YOUR GOAL: Render every line of the items below as a JSON list of strings, one string per line, leaving out blank lines and omitting the pictures.

— start GIVEN DATA —

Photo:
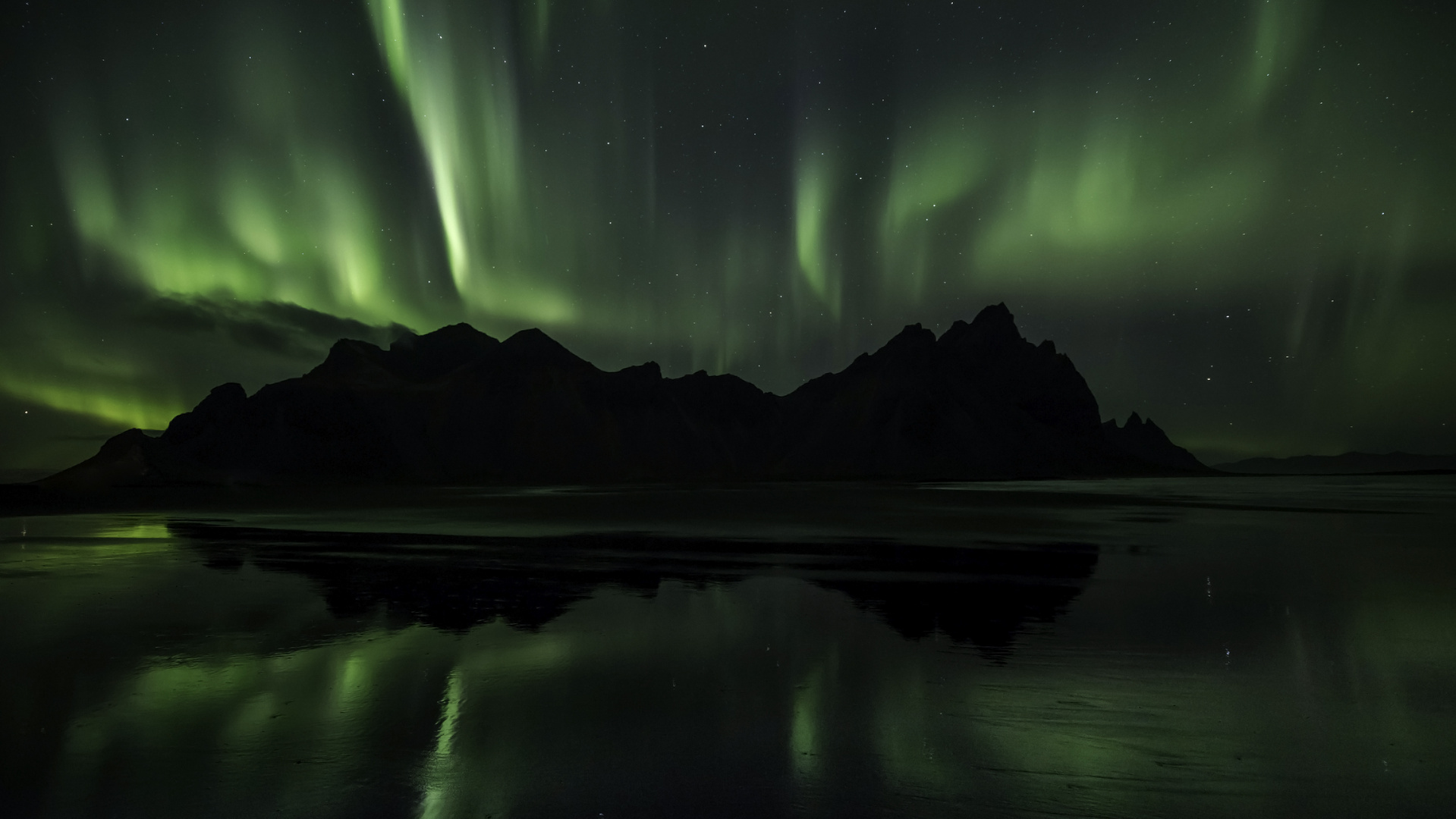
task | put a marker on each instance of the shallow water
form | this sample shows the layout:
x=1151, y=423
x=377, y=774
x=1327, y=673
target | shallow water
x=1196, y=648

— end GIVEN DATA —

ANSWER BELOW:
[
  "Photo:",
  "task | put a marker on each instance of the shallow water",
  "form | this sample shows the layout:",
  "x=1151, y=423",
  "x=377, y=774",
  "x=1327, y=673",
  "target | shallow water",
  "x=1196, y=648"
]